CODEWITHSUNDEEP
cstring
Eternal Learner
Eternal Learner

Reputation: 3870

remove all occurences of a character in C string - Example needed

InputString: "I am unwell" "We need to go to the doctor" "How long will it take?".

OutputString: I am unwell We need to go to the doctor How long will it take?

The string needs to cleaned of all occurrences of the char " . I can think of the following approacg

  1. Use, strchr() function finding first occurrence of "
  2. Move all characters in the string left by once position.

Repeat steps 1 and 2 , until strchr() returns a NULL pointer.

I feel this is very inefficient way to approach this problem. I need to know , if there are other methods to achieve this? Pseudo code or actual code will both be appreciated.

Upvotes: 9

Views: 10018

Answers (4)

Leftium
Leftium

Reputation: 17903

You can accomplish this by visiting each char of the string once. You basically copy the string over itself, skipping the " characters:

pseudocode:

  1. Start with two pointers: SOURCE and DESTINATION. They both point to the first char of the string.

STORED RECORDS =

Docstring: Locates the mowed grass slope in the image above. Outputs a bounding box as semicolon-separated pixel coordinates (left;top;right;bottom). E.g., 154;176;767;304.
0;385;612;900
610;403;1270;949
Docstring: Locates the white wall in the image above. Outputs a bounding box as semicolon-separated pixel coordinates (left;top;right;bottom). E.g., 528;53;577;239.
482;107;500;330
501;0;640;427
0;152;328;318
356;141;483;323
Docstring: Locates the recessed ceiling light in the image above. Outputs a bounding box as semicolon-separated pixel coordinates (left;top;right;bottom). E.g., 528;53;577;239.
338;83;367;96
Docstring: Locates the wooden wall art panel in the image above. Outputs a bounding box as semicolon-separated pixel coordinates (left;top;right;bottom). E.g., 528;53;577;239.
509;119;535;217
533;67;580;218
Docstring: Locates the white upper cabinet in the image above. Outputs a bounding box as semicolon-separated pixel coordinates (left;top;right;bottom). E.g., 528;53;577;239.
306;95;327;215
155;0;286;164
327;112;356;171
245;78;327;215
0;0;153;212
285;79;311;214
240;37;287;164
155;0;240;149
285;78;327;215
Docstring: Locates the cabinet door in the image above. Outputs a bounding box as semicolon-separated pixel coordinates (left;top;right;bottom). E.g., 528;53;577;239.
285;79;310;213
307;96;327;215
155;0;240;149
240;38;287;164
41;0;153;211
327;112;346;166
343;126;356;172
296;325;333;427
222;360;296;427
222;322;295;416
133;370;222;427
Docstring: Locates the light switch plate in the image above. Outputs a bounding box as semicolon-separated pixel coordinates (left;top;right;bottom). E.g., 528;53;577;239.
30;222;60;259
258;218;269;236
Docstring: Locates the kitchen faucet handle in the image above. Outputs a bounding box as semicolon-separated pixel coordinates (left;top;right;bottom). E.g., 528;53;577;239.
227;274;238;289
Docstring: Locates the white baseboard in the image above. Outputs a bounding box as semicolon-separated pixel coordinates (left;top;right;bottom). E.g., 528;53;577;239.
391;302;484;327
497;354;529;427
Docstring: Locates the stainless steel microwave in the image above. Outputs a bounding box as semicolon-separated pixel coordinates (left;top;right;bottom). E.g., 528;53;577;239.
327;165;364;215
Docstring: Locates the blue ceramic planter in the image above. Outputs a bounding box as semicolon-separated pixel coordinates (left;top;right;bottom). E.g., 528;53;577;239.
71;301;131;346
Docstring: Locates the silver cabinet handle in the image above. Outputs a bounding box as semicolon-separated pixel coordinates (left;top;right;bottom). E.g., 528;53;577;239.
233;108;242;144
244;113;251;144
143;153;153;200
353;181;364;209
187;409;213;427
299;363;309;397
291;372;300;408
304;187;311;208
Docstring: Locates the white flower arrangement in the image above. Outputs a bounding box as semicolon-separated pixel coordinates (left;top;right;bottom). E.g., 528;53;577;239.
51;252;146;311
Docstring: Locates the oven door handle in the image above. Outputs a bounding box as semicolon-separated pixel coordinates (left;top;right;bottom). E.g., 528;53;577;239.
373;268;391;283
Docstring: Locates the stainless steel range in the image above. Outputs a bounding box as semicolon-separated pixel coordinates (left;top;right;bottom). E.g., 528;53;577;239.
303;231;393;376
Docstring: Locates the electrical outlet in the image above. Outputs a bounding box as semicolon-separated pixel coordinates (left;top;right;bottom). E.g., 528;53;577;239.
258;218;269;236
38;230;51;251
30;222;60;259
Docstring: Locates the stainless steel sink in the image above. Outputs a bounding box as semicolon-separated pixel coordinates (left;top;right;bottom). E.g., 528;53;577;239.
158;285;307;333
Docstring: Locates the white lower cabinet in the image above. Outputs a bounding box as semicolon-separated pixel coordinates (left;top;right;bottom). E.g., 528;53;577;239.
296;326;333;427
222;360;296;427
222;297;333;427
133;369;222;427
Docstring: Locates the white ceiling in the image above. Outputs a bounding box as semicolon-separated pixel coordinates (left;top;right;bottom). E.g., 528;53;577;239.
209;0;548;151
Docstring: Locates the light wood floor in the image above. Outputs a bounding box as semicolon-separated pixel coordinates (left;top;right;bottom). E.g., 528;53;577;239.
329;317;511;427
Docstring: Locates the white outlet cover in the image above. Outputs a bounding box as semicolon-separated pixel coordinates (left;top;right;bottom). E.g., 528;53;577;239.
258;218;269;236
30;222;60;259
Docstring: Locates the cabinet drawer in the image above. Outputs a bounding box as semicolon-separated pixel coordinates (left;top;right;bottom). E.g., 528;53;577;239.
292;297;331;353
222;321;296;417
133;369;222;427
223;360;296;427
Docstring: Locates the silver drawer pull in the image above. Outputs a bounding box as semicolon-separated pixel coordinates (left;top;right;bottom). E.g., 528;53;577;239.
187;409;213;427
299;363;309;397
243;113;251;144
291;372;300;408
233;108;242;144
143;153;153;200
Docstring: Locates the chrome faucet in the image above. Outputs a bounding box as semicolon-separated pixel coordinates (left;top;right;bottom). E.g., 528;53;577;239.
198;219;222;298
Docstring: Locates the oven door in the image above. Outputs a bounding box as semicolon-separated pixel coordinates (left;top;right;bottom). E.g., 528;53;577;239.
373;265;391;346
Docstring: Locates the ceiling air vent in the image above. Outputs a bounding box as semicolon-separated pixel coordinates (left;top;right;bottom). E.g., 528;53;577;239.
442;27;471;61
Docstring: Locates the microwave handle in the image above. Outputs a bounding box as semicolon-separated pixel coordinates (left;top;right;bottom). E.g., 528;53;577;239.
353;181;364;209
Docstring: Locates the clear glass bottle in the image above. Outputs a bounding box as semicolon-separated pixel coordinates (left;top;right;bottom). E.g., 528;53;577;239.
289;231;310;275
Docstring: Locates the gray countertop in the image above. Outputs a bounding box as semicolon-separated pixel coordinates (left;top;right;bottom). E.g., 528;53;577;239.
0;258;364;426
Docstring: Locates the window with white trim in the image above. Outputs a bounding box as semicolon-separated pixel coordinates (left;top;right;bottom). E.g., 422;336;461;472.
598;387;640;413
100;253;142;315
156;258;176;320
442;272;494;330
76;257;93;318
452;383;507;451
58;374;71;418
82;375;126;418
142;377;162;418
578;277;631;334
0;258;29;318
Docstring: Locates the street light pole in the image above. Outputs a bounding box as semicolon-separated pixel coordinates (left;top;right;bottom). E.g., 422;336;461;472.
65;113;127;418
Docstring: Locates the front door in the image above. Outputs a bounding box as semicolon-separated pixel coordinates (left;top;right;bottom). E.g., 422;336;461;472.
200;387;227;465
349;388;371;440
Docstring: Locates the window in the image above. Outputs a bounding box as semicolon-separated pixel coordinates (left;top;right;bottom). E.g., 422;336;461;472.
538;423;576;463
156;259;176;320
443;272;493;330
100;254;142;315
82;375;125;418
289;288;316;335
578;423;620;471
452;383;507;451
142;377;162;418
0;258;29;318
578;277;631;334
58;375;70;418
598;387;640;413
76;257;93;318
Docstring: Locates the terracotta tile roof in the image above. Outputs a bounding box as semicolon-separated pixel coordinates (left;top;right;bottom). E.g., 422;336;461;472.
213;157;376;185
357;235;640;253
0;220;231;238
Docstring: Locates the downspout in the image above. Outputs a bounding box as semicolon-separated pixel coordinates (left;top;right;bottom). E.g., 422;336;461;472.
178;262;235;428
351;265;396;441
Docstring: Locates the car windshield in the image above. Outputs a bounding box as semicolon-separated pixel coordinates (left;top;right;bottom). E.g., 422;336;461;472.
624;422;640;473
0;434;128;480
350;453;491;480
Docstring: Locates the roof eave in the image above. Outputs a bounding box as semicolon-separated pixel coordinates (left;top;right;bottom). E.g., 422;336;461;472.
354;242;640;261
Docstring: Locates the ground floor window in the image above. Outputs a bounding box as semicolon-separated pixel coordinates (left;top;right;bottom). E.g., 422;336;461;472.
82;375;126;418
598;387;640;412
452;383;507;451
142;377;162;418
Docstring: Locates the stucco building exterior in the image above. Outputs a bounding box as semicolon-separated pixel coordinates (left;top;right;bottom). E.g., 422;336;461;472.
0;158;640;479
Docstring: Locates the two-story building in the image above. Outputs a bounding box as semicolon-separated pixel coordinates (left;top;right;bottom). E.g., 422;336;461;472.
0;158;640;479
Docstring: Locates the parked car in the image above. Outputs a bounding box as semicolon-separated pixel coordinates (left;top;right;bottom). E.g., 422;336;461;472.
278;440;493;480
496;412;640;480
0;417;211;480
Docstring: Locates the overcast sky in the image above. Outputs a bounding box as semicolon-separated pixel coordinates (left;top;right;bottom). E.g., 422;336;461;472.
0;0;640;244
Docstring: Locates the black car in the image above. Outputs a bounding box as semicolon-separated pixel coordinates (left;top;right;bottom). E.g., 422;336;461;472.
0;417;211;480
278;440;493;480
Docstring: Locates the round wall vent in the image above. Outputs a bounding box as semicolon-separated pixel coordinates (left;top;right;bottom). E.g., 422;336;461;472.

TO-DO LIST =
[A] Return the thread on removing every occurrence of a character from a C string in full, word for word.
[B] From the entries, retype exactly the part that opens with the line containing "Docstring: Locates the clear" and closes with the line containing "0;258;364;426", with both of those lines included and nothing else.
The entries are unrelated to the thread.

THE RESPONSES =
[A]
CODEWITHSUNDEEP
cstring
Eternal Learner
Eternal Learner

Reputation: 3870

remove all occurences of a character in C string - Example needed

InputString: "I am unwell" "We need to go to the doctor" "How long will it take?".

OutputString: I am unwell We need to go to the doctor How long will it take?

The string needs to cleaned of all occurrences of the char " . I can think of the following approacg

  1. Use, strchr() function finding first occurrence of "
  2. Move all characters in the string left by once position.

Repeat steps 1 and 2 , until strchr() returns a NULL pointer.

I feel this is very inefficient way to approach this problem. I need to know , if there are other methods to achieve this? Pseudo code or actual code will both be appreciated.

Upvotes: 9

Views: 10018

Answers (4)

Leftium
Leftium

Reputation: 17903

You can accomplish this by visiting each char of the string once. You basically copy the string over itself, skipping the " characters:

pseudocode:

  1. Start with two pointers: SOURCE and DESTINATION. They both point to the first char of the string.

[B]
Docstring: Locates the clear glass bottle in the image above. Outputs a bounding box as semicolon-separated pixel coordinates (left;top;right;bottom). E.g., 528;53;577;239.
289;231;310;275
Docstring: Locates the gray countertop in the image above. Outputs a bounding box as semicolon-separated pixel coordinates (left;top;right;bottom). E.g., 528;53;577;239.
0;258;364;426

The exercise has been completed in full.